TEXT FOR ANALYSIS: Begin
Today was a good day.
I manage bees for a local company, who own a biodynamic farm over the road from me. The bees are managed without opening the hives, which means that I check them every day during the swarming season, in order to try and take any swarms after they emerge from the hive.We also have bait hives out. They show when a swarm is looking for a new home, and can be occupied by a swarm. I had two swarms fly into bait hives last year.
A couple of days ago I warned them that I thought that the hives were close to swarming, and that we should check them twice a day for the next few days. My reasons were simple. Both hives were very busy, had lots of drones flying, we had kept them to two national brood boxes to restrict the space in the hive, and the cold snap was likely to have held them back from swarming, with the weather due to improve over the weekend, it just seemed likely. Not concrete proof, but a bit of educated intuition.
I took my young apprentice, who is also, technically the boss, and not that young, to show him what he needed to look for, and there was a prime swarm, spread over the trunk of a large Alder tree, about 20 meters from the hives. My street cred went up a couple of notches there and then.
It is easier if they are hanging from a branch, as you can shake them into a box, or cut it off. Initially, we tried to get them to walk up into a box, but they were not very obliging, so in the end, I just scooped them off of the tree, and into the box. We inverted the box, sat it on a stand that we had covered with a sheet. The queen must have been inside, as within half an hour, all of the stragglers had flown into the box.
TEXT FOR ANALYSIS: End
LISTED RECORDS: Begin
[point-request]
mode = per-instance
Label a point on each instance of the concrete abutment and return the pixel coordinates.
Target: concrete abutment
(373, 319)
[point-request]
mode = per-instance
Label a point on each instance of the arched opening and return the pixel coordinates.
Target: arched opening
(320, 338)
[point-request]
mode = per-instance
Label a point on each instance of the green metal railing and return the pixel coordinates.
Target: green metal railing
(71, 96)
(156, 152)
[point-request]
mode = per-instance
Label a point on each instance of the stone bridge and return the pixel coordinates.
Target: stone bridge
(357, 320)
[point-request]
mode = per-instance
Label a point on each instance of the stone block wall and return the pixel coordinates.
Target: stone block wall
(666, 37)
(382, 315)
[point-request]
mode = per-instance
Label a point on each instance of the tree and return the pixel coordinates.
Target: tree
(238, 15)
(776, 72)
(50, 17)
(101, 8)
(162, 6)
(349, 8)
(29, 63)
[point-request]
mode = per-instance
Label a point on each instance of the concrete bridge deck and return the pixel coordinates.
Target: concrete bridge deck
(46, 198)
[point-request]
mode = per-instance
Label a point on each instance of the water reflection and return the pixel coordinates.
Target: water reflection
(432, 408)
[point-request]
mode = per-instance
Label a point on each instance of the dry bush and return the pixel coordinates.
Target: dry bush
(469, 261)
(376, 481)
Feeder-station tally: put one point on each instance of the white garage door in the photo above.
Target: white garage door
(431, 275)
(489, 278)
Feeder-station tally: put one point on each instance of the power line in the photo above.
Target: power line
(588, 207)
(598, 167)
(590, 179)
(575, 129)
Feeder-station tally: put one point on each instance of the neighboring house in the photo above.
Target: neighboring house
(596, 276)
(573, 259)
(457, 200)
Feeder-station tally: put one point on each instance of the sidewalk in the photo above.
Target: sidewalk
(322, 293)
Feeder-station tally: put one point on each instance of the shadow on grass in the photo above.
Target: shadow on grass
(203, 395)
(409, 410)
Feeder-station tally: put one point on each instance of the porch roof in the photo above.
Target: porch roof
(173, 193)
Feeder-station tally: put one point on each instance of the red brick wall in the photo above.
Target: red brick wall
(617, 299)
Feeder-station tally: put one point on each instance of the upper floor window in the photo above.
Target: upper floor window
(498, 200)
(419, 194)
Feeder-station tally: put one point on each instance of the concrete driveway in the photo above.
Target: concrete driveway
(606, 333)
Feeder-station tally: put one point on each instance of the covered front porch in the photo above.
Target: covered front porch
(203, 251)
LISTED RECORDS: End
* _PROBLEM TO WORK ON_:
Please say where the prime swarm was found, according to the beekeeping account. The listing isn't needed for this.

* _WORKED SOLUTION_:
Spread over the trunk of a large Alder tree, about 20 meters from the hives.